Exercise task >>
Could you rewrite the entries below so that each "bounding box" becomes "enclosing rectangle", with everything else left unchanged?

+++ Materials provided

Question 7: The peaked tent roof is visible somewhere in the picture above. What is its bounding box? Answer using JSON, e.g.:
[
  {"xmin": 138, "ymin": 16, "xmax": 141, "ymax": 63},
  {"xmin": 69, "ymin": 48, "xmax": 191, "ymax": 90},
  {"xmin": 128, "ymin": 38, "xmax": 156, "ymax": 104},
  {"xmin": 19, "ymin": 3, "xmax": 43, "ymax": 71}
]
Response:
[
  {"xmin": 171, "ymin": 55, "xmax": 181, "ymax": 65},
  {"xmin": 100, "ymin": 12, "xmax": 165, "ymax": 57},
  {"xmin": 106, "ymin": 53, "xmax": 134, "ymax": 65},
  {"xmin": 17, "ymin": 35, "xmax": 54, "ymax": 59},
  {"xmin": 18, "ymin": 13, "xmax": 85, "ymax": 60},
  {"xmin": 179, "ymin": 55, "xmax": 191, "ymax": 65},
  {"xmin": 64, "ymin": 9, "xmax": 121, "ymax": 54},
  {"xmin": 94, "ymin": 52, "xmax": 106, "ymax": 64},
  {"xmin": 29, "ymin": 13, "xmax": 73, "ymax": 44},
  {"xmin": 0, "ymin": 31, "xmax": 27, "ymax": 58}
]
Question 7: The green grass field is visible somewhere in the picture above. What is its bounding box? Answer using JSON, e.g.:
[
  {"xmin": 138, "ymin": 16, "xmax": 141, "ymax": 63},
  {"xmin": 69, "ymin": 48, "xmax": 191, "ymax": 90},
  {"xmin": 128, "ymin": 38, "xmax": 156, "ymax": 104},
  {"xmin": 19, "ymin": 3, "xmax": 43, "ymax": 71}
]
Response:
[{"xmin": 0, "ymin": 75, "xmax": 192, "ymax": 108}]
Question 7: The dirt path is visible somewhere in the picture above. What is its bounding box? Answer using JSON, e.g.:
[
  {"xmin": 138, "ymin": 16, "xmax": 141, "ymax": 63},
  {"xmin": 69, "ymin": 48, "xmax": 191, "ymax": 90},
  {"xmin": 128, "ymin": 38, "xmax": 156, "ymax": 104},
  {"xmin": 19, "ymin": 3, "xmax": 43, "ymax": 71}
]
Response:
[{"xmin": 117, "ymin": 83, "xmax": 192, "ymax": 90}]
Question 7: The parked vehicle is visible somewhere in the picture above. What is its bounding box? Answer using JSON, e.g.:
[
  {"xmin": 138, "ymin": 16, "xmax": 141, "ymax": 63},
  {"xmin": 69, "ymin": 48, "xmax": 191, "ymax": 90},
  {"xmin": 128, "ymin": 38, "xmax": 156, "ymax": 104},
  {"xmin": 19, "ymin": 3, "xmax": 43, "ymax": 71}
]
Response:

++++++

Response >>
Question 7: The peaked tent roof is visible somewhere in the picture above. What is its enclosing rectangle? Answer using JSON, e.g.:
[
  {"xmin": 138, "ymin": 16, "xmax": 141, "ymax": 63},
  {"xmin": 69, "ymin": 48, "xmax": 191, "ymax": 90},
  {"xmin": 128, "ymin": 38, "xmax": 156, "ymax": 104},
  {"xmin": 19, "ymin": 3, "xmax": 43, "ymax": 71}
]
Response:
[
  {"xmin": 171, "ymin": 55, "xmax": 181, "ymax": 65},
  {"xmin": 100, "ymin": 12, "xmax": 165, "ymax": 57},
  {"xmin": 106, "ymin": 53, "xmax": 134, "ymax": 65},
  {"xmin": 17, "ymin": 35, "xmax": 54, "ymax": 59},
  {"xmin": 18, "ymin": 13, "xmax": 85, "ymax": 60},
  {"xmin": 179, "ymin": 55, "xmax": 191, "ymax": 65},
  {"xmin": 64, "ymin": 9, "xmax": 121, "ymax": 54},
  {"xmin": 94, "ymin": 52, "xmax": 106, "ymax": 64},
  {"xmin": 29, "ymin": 13, "xmax": 73, "ymax": 44},
  {"xmin": 0, "ymin": 31, "xmax": 27, "ymax": 58}
]
Question 7: The green grass field is visible somewhere in the picture above. What is its enclosing rectangle? Answer using JSON, e.g.:
[
  {"xmin": 138, "ymin": 16, "xmax": 141, "ymax": 63},
  {"xmin": 69, "ymin": 48, "xmax": 191, "ymax": 90},
  {"xmin": 128, "ymin": 38, "xmax": 156, "ymax": 104},
  {"xmin": 19, "ymin": 3, "xmax": 43, "ymax": 71}
]
Response:
[{"xmin": 0, "ymin": 75, "xmax": 192, "ymax": 108}]
Question 7: The dirt path is visible somewhere in the picture above. What is its enclosing rectangle? Answer using JSON, e.g.:
[
  {"xmin": 138, "ymin": 16, "xmax": 141, "ymax": 63},
  {"xmin": 69, "ymin": 48, "xmax": 191, "ymax": 90},
  {"xmin": 128, "ymin": 38, "xmax": 156, "ymax": 104},
  {"xmin": 19, "ymin": 3, "xmax": 43, "ymax": 71}
]
Response:
[{"xmin": 117, "ymin": 83, "xmax": 192, "ymax": 90}]
Question 7: The parked vehicle is visible somewhere in the picture above. What is its enclosing rectangle? Answer using JSON, e.g.:
[
  {"xmin": 138, "ymin": 16, "xmax": 141, "ymax": 63},
  {"xmin": 69, "ymin": 48, "xmax": 191, "ymax": 90},
  {"xmin": 128, "ymin": 38, "xmax": 156, "ymax": 104},
  {"xmin": 19, "ymin": 3, "xmax": 43, "ymax": 71}
]
Response:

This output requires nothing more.